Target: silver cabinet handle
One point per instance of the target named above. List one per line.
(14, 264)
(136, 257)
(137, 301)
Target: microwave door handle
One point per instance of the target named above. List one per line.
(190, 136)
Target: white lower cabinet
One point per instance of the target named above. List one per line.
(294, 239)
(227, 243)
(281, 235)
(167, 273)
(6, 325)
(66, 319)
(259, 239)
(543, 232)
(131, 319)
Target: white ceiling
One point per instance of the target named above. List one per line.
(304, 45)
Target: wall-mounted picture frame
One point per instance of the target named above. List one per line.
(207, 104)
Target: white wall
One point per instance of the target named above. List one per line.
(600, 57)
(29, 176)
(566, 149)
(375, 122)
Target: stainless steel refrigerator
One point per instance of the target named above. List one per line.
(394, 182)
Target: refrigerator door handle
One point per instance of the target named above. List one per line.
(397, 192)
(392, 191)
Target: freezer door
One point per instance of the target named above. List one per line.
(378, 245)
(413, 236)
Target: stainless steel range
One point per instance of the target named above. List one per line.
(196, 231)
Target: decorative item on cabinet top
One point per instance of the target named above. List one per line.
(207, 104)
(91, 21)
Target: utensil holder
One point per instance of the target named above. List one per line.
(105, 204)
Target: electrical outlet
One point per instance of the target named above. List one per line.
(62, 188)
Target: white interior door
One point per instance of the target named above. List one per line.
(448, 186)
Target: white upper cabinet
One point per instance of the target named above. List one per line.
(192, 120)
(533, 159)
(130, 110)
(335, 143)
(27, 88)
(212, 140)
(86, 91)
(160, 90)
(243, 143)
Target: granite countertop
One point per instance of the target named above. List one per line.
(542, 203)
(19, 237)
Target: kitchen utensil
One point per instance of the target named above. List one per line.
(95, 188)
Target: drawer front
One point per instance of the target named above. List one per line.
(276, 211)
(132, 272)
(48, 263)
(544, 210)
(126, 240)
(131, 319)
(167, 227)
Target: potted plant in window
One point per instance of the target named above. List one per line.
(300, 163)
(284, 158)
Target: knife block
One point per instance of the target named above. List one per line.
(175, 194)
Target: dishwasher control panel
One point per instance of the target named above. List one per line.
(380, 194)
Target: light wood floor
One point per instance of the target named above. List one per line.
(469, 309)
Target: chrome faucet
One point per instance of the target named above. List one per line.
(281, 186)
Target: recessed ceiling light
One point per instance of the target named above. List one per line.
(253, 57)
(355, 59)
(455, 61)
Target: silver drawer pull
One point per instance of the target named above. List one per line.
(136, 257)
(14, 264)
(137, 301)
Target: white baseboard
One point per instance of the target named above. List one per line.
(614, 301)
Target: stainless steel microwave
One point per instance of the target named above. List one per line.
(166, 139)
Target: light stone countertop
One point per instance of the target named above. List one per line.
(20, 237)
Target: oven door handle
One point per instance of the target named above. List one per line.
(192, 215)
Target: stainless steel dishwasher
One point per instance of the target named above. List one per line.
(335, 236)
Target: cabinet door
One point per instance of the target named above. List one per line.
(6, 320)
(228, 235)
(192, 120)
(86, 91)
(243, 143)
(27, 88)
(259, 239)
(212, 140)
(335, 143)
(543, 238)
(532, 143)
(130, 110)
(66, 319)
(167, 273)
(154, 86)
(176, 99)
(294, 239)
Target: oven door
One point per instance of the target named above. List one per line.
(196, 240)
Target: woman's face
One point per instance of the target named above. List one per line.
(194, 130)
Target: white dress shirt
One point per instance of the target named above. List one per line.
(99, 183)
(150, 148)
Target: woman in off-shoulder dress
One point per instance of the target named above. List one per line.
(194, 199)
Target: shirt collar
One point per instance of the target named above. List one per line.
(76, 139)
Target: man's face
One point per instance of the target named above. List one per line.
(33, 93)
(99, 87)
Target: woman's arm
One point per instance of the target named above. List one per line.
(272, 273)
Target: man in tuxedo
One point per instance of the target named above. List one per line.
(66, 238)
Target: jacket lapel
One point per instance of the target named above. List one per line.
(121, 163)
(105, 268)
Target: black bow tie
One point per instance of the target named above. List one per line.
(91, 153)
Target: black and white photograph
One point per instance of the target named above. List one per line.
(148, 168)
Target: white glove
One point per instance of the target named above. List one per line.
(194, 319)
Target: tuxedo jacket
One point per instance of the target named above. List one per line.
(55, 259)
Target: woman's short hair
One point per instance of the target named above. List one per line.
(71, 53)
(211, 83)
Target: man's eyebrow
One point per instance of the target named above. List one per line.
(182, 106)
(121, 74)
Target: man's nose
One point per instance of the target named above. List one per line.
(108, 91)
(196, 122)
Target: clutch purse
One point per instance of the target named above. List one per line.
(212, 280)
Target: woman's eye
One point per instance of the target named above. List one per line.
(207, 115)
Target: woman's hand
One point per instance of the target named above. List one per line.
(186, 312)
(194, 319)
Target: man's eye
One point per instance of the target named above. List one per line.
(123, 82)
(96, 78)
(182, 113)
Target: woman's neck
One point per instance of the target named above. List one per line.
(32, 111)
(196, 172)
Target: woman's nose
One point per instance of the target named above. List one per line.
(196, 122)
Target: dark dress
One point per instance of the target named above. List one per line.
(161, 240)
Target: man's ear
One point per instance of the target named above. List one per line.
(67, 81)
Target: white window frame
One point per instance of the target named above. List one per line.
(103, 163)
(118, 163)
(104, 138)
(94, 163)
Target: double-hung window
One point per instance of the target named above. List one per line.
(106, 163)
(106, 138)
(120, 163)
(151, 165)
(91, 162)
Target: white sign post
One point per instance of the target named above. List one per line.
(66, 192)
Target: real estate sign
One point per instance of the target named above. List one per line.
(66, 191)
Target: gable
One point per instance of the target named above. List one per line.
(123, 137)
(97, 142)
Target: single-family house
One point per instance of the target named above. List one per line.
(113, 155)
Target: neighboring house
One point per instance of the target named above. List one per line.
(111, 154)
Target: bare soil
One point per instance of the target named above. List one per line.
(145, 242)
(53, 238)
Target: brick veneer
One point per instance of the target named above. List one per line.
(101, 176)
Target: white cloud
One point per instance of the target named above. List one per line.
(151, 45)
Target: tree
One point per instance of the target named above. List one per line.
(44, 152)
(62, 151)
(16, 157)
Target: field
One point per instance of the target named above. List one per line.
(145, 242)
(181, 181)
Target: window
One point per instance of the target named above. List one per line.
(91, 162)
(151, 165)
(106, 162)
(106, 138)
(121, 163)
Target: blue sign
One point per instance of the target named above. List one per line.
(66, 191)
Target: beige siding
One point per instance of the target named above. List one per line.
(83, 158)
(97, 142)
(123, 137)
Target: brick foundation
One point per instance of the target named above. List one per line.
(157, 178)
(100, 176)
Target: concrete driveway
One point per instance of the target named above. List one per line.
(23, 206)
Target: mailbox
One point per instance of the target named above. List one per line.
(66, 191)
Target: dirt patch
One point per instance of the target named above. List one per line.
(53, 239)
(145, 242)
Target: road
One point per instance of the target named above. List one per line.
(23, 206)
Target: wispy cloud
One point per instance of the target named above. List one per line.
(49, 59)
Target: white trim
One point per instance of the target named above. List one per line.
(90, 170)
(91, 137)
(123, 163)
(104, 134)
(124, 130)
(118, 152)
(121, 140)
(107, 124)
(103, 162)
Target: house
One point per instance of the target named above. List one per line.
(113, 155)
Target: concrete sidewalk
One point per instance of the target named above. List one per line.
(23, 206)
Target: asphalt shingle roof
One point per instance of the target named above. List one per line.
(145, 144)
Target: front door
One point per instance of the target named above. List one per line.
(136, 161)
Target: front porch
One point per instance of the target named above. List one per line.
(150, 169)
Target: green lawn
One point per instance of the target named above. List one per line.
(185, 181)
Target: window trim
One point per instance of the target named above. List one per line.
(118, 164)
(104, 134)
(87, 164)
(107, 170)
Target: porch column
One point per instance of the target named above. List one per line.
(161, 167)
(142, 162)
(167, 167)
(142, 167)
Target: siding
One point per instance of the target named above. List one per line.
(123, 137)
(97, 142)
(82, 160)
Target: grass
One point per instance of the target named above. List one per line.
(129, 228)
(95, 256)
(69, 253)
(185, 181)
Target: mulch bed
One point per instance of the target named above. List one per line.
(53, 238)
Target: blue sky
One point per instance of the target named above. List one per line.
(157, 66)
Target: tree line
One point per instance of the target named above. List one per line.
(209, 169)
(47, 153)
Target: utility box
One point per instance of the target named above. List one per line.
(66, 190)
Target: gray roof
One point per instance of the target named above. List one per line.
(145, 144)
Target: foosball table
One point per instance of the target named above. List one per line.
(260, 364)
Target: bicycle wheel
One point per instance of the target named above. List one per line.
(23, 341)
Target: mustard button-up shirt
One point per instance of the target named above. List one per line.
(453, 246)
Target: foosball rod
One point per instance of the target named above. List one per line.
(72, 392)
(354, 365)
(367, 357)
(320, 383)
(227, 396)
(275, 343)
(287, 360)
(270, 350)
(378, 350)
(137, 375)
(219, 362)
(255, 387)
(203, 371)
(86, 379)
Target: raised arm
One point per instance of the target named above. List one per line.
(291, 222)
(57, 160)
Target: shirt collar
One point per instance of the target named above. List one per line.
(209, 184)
----
▶ **GIVEN EXERCISE**: The line containing "Target: siding" marks the start; retype it and each line after it through the end of the records above, exactly.

▶ **FINISHED EXERCISE**:
Target: siding
One point per instance of the target named above. List one per line.
(123, 137)
(97, 142)
(82, 160)
Target: grass
One point per instance of the target named above. List one per line.
(129, 228)
(95, 256)
(69, 253)
(185, 181)
Target: mulch bed
One point per instance of the target named above. List one per line.
(53, 238)
Target: blue sky
One point per instance of the target named above. List one per line.
(157, 66)
Target: tree line
One point per instance of the target named above. List one per line.
(209, 169)
(47, 153)
Target: utility box
One point per instance of the target named above. List one per line.
(66, 190)
Target: gray roof
One point per instance of the target named above. List one per line.
(145, 144)
Target: foosball table
One point per instance of the target named above. List one per line.
(260, 364)
Target: bicycle wheel
One point per instance of the target named above. List one per line.
(23, 341)
Target: mustard button-up shirt
One point per instance of the target named above. List one per line.
(453, 246)
Target: foosball rod
One point per instance of the target named above. List one per line.
(72, 392)
(354, 365)
(367, 357)
(320, 383)
(227, 396)
(275, 343)
(287, 360)
(270, 350)
(378, 350)
(137, 375)
(219, 362)
(255, 387)
(203, 371)
(86, 379)
Target: raised arm
One point per instance of the target named above. List one per line.
(291, 222)
(57, 160)
Target: shirt collar
One point per instance of the target named above. List one per line.
(209, 184)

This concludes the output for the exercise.